EXTRACT TO READ:
-------------------------

WHOI and Portuguese Institute of Ocean and Atmosphere sign a memorandum of understanding
Lisbon, Portugal — Today, the Woods Hole Oceanographic Institution (WHOI) signed a memorandum of understanding with Instituto Português do Mar e da Atmosfera (IPMA), the Portuguese national authority responsible for monitoring the country’s ocean, atmosphere, and land. Like WHOI, IPMA also conducts basic research to support such areas as fisheries, human health, and climate predictions.
“We share a common interest with IPMA in improving knowledge about the North Atlantic,” said WHOI President and Director Peter de Menocal. It only makes sense that we would turn to our friends and colleagues across the ocean to ensure that we work together in the most effective and efficient way possible.”

-------------------------

OBJECTIVES:
- a) In the announcement of the memorandum, what does IPMA monitor as Portugal's national authority?
- b) Transcribe the announcement about the memorandum, everything from "WHOI and Portuguese" down to "and climate predictions.".

INFORMATION PROVIDED:

-------------------------

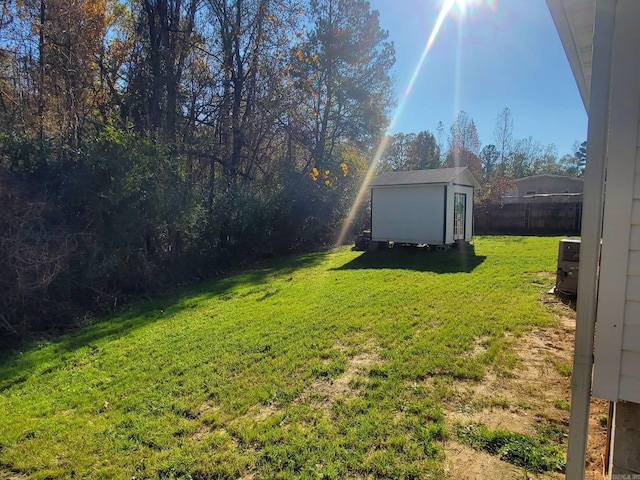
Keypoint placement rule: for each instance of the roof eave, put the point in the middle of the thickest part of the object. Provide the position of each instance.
(577, 49)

-------------------------

ANSWERS BY TASK:
- a) The country's ocean, atmosphere, and land.

- b)
WHOI and Portuguese Institute of Ocean and Atmosphere sign a memorandum of understanding
Lisbon, Portugal — Today, the Woods Hole Oceanographic Institution (WHOI) signed a memorandum of understanding with Instituto Português do Mar e da Atmosfera (IPMA), the Portuguese national authority responsible for monitoring the country’s ocean, atmosphere, and land. Like WHOI, IPMA also conducts basic research to support such areas as fisheries, human health, and climate predictions.